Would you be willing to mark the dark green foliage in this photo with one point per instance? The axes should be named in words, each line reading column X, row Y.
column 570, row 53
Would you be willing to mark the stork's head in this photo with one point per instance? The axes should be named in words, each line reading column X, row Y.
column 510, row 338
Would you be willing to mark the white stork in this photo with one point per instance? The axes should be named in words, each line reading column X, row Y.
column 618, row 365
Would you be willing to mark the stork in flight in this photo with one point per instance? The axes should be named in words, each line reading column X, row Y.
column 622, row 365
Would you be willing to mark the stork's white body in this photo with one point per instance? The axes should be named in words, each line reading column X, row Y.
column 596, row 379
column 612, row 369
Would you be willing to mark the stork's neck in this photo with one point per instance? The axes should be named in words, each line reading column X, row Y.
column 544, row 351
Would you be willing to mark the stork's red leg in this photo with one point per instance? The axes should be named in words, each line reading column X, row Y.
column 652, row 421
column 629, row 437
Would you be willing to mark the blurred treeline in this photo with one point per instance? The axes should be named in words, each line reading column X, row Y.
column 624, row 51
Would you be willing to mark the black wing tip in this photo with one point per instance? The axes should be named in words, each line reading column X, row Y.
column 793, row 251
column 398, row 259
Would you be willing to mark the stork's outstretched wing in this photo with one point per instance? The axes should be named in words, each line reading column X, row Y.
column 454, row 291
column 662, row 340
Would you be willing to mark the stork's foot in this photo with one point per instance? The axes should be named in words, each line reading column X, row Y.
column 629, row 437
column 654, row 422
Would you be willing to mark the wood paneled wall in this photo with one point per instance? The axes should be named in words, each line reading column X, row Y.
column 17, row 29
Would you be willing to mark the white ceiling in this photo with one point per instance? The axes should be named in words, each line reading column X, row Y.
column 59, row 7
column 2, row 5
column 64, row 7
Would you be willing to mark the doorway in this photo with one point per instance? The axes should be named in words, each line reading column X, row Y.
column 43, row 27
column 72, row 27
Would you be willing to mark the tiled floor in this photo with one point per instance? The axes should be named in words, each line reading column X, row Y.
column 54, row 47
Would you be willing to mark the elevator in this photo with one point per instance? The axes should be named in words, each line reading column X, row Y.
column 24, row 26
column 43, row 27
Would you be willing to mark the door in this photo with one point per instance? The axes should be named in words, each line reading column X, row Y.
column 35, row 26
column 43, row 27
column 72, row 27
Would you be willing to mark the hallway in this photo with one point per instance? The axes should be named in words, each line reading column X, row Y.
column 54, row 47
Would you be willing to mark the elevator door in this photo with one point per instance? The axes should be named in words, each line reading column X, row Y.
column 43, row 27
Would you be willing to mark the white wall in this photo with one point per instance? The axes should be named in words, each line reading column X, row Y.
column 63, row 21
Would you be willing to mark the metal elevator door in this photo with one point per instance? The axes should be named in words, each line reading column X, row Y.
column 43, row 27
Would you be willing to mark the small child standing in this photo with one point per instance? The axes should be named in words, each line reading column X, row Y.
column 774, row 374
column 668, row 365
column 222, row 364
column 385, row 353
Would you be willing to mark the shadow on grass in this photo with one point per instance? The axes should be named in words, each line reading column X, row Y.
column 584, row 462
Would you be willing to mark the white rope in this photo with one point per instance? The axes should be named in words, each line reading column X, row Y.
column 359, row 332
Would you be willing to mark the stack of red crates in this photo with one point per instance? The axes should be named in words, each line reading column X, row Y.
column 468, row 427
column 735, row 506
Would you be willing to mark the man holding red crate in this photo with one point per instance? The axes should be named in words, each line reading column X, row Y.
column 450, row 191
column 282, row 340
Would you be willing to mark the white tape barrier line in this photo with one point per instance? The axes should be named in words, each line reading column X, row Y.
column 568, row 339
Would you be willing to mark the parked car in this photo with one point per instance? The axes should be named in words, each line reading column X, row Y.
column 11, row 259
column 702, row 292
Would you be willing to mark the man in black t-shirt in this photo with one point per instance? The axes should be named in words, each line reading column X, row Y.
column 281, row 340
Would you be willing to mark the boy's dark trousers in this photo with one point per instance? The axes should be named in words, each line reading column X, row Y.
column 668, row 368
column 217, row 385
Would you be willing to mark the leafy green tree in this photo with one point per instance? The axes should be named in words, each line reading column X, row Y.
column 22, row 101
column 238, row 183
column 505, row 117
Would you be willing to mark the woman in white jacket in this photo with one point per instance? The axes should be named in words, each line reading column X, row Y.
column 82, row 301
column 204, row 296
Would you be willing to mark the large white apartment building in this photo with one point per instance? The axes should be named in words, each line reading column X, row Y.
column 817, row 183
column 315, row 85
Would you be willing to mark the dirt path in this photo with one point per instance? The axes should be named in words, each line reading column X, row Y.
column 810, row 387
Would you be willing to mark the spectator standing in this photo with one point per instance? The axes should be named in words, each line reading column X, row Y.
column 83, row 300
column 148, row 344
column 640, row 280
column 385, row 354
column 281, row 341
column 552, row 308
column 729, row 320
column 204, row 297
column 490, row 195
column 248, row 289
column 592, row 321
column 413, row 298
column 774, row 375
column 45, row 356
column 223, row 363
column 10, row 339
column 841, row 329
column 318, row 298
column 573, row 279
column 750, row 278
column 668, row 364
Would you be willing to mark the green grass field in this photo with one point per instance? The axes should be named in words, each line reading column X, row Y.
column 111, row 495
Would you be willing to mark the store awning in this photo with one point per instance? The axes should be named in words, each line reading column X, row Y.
——————
Write out every entry again, exactly as it appears.

## Answer for this exercise:
Would you be willing to mark the dark green foliage in this photo with one point per instance? The axes should be named in words, each line reading column X, row Y.
column 570, row 53
Would you be willing to mark the stork's head in this photo with one point per instance? The axes should be named in words, each line reading column X, row Y.
column 510, row 338
Would you be willing to mark the white stork in this photo with one point per instance? The axes should be named in words, each line reading column X, row Y.
column 618, row 365
Would you be willing to mark the stork in flight in this photo with one point per instance? The axes should be named in words, each line reading column X, row Y.
column 622, row 365
Would you be willing to mark the stork's white body in this photo with one point per instance? The axes should be named in words, each line reading column X, row Y.
column 596, row 379
column 612, row 369
Would you be willing to mark the stork's neck in this photo with one point per instance? The axes should be named in words, each line reading column X, row Y.
column 544, row 351
Would you be willing to mark the stork's red leg in this photo with one point per instance? The axes should be named in words, each line reading column X, row Y.
column 652, row 421
column 629, row 437
Would you be willing to mark the blurred treeline in this photo with one point per instance? The axes should be named in words, each line reading column X, row Y.
column 624, row 51
Would you be willing to mark the black wing tip in this photo with one point per instance? The axes should be named in words, each line reading column X, row Y.
column 793, row 251
column 398, row 259
Would you be willing to mark the stork's outstretched wing in this photo with one point per instance? The axes should be named in words, each line reading column X, row Y.
column 454, row 291
column 662, row 340
Would you be willing to mark the stork's foot in this photo with one point per instance? The axes should be named in words, each line reading column X, row Y.
column 629, row 437
column 654, row 422
Would you be willing to mark the wood paneled wall in this photo with one point per instance? The axes should be named in words, each line reading column X, row Y.
column 17, row 29
Would you be willing to mark the white ceiling in this photo with one point per instance? The axes should be named in words, each line reading column X, row Y.
column 59, row 7
column 2, row 5
column 64, row 7
Would you be willing to mark the doorway in this photo with one point per instance? The axes should be named in words, each line reading column X, row Y.
column 43, row 27
column 72, row 27
Would you be willing to mark the tiled floor in this photo with one point per instance? The axes should be named in words, each line reading column X, row Y.
column 54, row 47
Would you be willing to mark the elevator in this photo with one point per instance? The axes should be named in words, each line reading column X, row Y.
column 24, row 26
column 43, row 27
Would you be willing to mark the door in this photo with one point per instance? The axes should be named in words, each line reading column X, row Y.
column 35, row 26
column 43, row 27
column 72, row 27
Would you be willing to mark the hallway in this photo with one point per instance? The axes should be named in words, each line reading column X, row Y.
column 54, row 47
Would you be willing to mark the elevator door in this photo with one point per instance? The axes should be named in words, each line reading column X, row Y.
column 43, row 27
Would you be willing to mark the white wall in this photo with one point per instance? The axes should be named in words, each line reading column X, row Y.
column 63, row 21
Would you be willing to mark the metal elevator door in this photo with one point per instance? The axes should be named in words, each line reading column X, row Y.
column 43, row 27
Would you be willing to mark the small child standing in this photo with one point per instance? The axes should be named in words, each line reading column X, row Y.
column 774, row 374
column 668, row 365
column 222, row 364
column 385, row 353
Would you be willing to mark the shadow on grass in this photo with one point per instance? The axes should be named in words, each line reading column X, row Y.
column 584, row 462
Would you be willing to mark the white rope in this photo with one point per instance? The axes should be named in words, each line reading column X, row Y.
column 359, row 332
Would you be willing to mark the stack of red crates in this photo with one point per instance? The axes should be named in words, each line reading column X, row Y.
column 468, row 427
column 735, row 506
Would you be willing to mark the man holding red crate in this photo with one point per instance? The axes should be named in words, each line reading column X, row Y.
column 450, row 191
column 282, row 340
Would you be willing to mark the white tape barrier line in this photo with one point per instance? The axes should be named in words, each line reading column X, row Y.
column 568, row 339
Would you be willing to mark the parked car in this photo with one point per instance? The axes should be named in words, each line reading column X, row Y.
column 11, row 259
column 702, row 292
Would you be willing to mark the man in black t-shirt in this photo with one point per instance? The axes should be named in words, each line reading column X, row Y.
column 281, row 340
Would you be willing to mark the boy's dark trousers in this photo with one point per instance? The axes should be named in words, each line reading column X, row Y.
column 668, row 368
column 217, row 385
Would you be willing to mark the leafy green tree in this photo with one point per instance? The axes should be named in words, each line reading column X, row Y.
column 22, row 101
column 238, row 183
column 505, row 117
Would you be willing to mark the woman in white jacket in this photo with one point per instance? The axes should be named in words, each line reading column X, row Y.
column 82, row 301
column 204, row 296
Would you be willing to mark the large white apartment building in this photo with one point per instance? The axes should be named in words, each line reading column X, row Y.
column 817, row 183
column 315, row 85
Would you be willing to mark the dirt path in this photo with one point per instance? The axes should be named in words, each line reading column X, row Y.
column 810, row 387
Would you be willing to mark the spectator standing in this photo with one point per instance? The axes should be named in words, each line reading column X, row Y.
column 83, row 300
column 148, row 344
column 640, row 280
column 385, row 354
column 281, row 341
column 552, row 308
column 729, row 320
column 204, row 297
column 490, row 195
column 248, row 289
column 592, row 321
column 413, row 298
column 774, row 375
column 45, row 356
column 223, row 363
column 10, row 339
column 841, row 329
column 318, row 298
column 573, row 279
column 750, row 278
column 668, row 364
Would you be willing to mark the green grass field in this photo with one point per instance? The axes should be named in words, each line reading column X, row Y.
column 111, row 495
Would you be willing to mark the store awning in this photo with one point per instance? The axes should be named in words, each line reading column X, row Y.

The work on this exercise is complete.